Start of Data for this exercise

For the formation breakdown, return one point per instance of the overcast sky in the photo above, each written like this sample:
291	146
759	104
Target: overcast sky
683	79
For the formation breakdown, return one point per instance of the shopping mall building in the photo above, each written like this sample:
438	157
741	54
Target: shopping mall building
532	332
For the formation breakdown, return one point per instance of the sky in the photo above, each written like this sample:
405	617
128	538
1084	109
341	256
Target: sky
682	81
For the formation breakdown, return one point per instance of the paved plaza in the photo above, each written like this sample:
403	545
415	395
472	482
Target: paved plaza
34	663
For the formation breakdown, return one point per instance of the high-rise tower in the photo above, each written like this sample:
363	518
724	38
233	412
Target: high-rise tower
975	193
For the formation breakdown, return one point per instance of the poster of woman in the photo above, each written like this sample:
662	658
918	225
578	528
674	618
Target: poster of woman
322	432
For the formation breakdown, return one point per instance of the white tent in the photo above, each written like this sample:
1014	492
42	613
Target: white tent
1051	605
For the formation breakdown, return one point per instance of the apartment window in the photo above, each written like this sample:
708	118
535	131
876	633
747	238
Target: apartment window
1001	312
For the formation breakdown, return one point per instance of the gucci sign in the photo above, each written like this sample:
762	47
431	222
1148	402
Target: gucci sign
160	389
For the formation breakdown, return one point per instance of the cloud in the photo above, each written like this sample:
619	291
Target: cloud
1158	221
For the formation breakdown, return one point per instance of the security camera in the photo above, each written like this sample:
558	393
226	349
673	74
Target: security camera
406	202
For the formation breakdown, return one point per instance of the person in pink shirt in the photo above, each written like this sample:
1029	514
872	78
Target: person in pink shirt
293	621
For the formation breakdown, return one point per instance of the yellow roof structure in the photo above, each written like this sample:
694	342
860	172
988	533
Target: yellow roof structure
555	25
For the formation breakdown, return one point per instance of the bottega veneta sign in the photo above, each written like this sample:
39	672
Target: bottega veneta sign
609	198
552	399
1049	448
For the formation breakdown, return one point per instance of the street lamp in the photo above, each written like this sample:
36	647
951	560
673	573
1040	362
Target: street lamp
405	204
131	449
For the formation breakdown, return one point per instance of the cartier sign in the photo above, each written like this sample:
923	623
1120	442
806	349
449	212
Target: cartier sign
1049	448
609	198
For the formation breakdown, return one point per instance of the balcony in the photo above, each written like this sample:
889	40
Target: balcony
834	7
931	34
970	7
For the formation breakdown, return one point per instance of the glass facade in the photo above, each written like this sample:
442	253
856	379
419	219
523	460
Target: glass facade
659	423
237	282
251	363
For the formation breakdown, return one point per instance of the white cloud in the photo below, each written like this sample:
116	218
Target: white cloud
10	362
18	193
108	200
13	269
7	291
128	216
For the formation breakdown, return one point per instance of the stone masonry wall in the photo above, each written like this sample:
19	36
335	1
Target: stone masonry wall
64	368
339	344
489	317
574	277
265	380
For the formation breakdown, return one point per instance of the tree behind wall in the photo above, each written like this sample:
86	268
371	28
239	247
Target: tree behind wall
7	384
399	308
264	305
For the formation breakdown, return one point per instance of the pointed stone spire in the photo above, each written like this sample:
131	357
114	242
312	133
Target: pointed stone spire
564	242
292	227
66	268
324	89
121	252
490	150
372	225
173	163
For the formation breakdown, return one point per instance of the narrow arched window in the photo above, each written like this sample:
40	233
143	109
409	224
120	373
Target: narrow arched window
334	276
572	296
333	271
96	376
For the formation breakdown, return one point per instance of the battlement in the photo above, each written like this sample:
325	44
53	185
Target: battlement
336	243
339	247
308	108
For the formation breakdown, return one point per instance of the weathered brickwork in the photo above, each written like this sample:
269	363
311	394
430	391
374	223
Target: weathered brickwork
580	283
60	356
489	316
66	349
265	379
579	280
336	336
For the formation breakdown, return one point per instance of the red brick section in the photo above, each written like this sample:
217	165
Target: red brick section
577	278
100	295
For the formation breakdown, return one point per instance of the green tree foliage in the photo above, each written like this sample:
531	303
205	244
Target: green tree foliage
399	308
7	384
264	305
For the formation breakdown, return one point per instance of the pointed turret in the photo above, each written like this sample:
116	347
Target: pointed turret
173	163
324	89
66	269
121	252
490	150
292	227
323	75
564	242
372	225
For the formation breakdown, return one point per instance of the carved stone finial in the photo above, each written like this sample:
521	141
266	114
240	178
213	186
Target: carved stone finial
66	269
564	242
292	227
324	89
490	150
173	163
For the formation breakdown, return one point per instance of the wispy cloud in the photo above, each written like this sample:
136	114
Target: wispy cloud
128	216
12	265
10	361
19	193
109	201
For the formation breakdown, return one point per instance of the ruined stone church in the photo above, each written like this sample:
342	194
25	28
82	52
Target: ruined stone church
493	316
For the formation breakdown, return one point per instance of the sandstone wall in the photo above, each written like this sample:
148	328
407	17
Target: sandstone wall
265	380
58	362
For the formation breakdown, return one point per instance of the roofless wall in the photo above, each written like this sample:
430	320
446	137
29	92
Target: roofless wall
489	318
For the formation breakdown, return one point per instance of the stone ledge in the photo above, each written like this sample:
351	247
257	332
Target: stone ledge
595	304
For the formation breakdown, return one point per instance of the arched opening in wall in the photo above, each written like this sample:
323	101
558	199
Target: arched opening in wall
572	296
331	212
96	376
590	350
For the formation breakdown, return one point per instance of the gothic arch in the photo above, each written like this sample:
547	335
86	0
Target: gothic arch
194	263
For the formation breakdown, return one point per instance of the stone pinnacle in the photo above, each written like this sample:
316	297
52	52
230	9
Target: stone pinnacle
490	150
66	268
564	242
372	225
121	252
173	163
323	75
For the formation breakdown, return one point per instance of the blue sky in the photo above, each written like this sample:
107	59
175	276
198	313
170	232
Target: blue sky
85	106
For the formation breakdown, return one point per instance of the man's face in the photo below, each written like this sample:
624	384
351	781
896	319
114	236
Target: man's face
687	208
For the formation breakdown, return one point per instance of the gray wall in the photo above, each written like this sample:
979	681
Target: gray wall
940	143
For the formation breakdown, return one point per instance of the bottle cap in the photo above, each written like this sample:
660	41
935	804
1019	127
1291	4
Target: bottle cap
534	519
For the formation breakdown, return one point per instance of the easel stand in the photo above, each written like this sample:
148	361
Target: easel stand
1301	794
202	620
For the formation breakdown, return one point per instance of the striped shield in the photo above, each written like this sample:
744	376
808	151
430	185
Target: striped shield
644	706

End of Data for this exercise

§ What the exercise asks
Please return the records above in their exact form.

§ Solution to the problem
For the formation breakdown, return one point per instance of the overcast sky in the photo above, each written like this sample:
291	146
759	104
Target: overcast sky
683	79
For the formation breakdown, return one point per instance of the shopping mall building in the photo above, each written like this sample:
438	157
741	54
Target: shopping mall building
532	332
For the formation breakdown, return one point per instance of the sky in the photo above, each written like this sample:
405	617
128	538
1084	109
341	256
Target: sky
682	81
For the formation breakdown, return one point per instance of the paved plaza in the photo above, each written like this sample:
403	545
415	395
472	482
Target: paved plaza
34	663
For the formation breakdown, return one point per instance of the high-rise tower in the photo above, each written like this sample:
363	518
724	38
233	412
Target: high-rise tower
975	193
For the formation breakdown, return one point per instance of the poster of woman in the photo above, each written like this sample:
662	658
918	225
578	528
674	618
Target: poster of woman
322	432
For the formation breakdown, return one point per instance of the white tent in the photo above, each written like this sample:
1014	492
42	613
Target: white tent
1051	605
For the formation breakdown, return one point per instance of the apartment window in the photo above, each written like this sample:
708	118
535	131
876	633
747	238
Target: apartment window
1001	312
For the formation breakdown, return one point per instance of the gucci sign in the photo above, each written like this sample:
762	47
431	222
1148	402
Target: gucci sign
160	389
For the formation breakdown, return one point per instance of the cloud in the photo above, each written like this sample:
619	291
Target: cloud
1158	221
For the formation breakdown, return one point per instance of the security camera in the photo above, each written like this sample:
558	393
226	349
673	74
Target: security camera
406	202
For the formation breakdown, return one point per instance of the person in pink shirt in the photo above, each written like this sample:
1029	514
872	78
Target: person in pink shirt
293	621
For the formation breakdown, return one point per instance of the yellow roof structure in the photo above, each written like this sample:
694	342
860	172
988	533
Target: yellow roof structure
555	25
For the formation breakdown, return one point per instance of the bottega veneta sign in the photo above, each written like this sample:
39	672
Target: bottega veneta sign
609	198
552	399
1049	448
For the formation breakdown, return one point per instance of the street lamp in the photo above, each written like this sample:
36	647
951	560
673	573
1040	362
Target: street lamp
405	204
131	449
For the formation breakdown, return one point per instance of the cartier sign in the photo above, each written like this sample:
923	623
1120	442
806	349
449	212
Target: cartier sign
1049	448
609	198
For the formation breakdown, return one point per instance of the balcony in the photo above, each written like this sample:
889	40
Target: balcony
834	7
931	34
970	7
For the formation breakdown, return one point per instance of the glass facade in the photo above, each written like this sample:
442	253
856	379
419	219
523	460
Target: glass facade
659	423
237	282
251	363
For the formation breakdown, return one point per instance of the white cloud in the photo below, each written like this sample:
116	218
Target: white cloud
10	362
18	193
108	200
13	269
7	291
128	216
For the formation breakdown, return one point per instance of the stone masonry wall in the photo above, each written like this sample:
19	36
335	1
Target: stone masonry wall
64	368
339	344
489	317
574	277
265	380
For the formation breakdown, return one point per instance of the tree behind wall in the photo above, each written like this sample:
86	268
371	28
239	247
Target: tree behind wall
7	384
399	308
264	305
For the formation breakdown, return one point per instance of the pointed stone spire in the photo above, each written like this sample:
131	357
114	242
312	133
Target: pointed stone spire
564	242
292	227
66	268
324	89
121	252
490	150
372	225
173	163
For the formation breakdown, return one point per instance of the narrow arched window in the photo above, each written like this sample:
40	233
143	109
409	224
120	373
Target: narrow arched window
334	276
572	296
333	271
96	376
For the formation breakdown, return one point per instance of the battlement in the photo above, each written like this sample:
325	44
53	185
Target: battlement
336	243
339	247
308	108
For the formation breakdown, return one point per instance of the weathered brickwork in the photo above, each written like this sample:
269	363
311	394
430	391
374	223
Target: weathered brickwork
580	283
60	356
489	316
66	349
265	379
579	280
336	336
For the formation breakdown, return one point per instance of the red brick section in the photo above, each written like this sample:
217	165
Target: red brick section
577	278
100	295
For the formation breakdown, return one point per instance of the green tree foliage in the photo above, each written like this sample:
531	303
205	244
Target: green tree foliage
399	308
7	384
264	305
For the formation breakdown, return one point per instance of the pointed turret in the photo above, each written like this sample:
116	347
Target: pointed turret
173	163
324	89
66	269
121	252
490	150
292	227
323	75
564	242
372	225
For the formation breakdown, return one point per instance of the carved stone finial in the photo above, each written like this sample:
521	141
266	114
240	178
213	186
Target: carved stone finial
66	269
564	242
292	227
324	89
490	150
173	163
For the formation breakdown, return one point per instance of the wispy cloud in the photo above, each written like this sample:
136	114
Target: wispy cloud
128	216
12	265
10	361
19	193
109	201
For the formation breakdown, return one point per instance of the ruined stone church in the photo above, each written like this sample:
342	194
25	28
82	52
Target: ruined stone church
493	316
For the formation breakdown, return one point per instance of the sandstone wall in the photo above, each written like this sample:
148	328
407	17
Target: sandstone wall
265	380
58	362
For the formation breakdown, return one point per instance of the roofless wall in the photo above, each written like this sample:
430	320
446	137
29	92
Target: roofless wall
489	318
For the formation breakdown, return one point per instance of the stone ledge in the photo above, each written like this sample:
351	247
257	332
Target: stone ledge
595	304
For the formation breakdown, return one point per instance of the arched opening in wall in the photo above, each written like this sample:
323	101
558	199
Target: arched opening in wall
572	296
331	212
96	376
590	350
For the formation breakdown, return one point per instance of the gothic arch in the photo above, each written like this sample:
547	335
86	0
Target: gothic arch
194	263
For the formation breakdown, return one point per instance of the stone pinnacle in the photo above, each written like this sample:
316	297
52	52
230	9
Target: stone pinnacle
490	150
66	268
564	242
372	225
121	252
173	163
323	75
For the formation breakdown, return one point per instance of the blue sky in the photo above, each written like this sample:
107	59
175	276
198	313
170	232
Target: blue sky
85	106
For the formation breakdown, return one point per instance of the man's face in the photo below, each written like this sample:
624	384
351	781
896	319
114	236
Target: man's face
687	208
For the formation breakdown, return one point per instance of the gray wall in the photo above, each written like this sample:
979	681
Target: gray wall
940	143
For the formation breakdown, return one point per instance of the bottle cap in the photo above, each written like this sample:
660	41
935	804
1019	127
1291	4
Target: bottle cap
534	519
For the formation breakdown, return one point per instance of the easel stand in the photo above, each written like this sample:
148	361
Target: easel stand
1301	794
202	620
For the formation breakdown, return one point per instance of the striped shield in the photo above, each written like this sample:
744	376
808	151
430	185
Target: striped shield
644	706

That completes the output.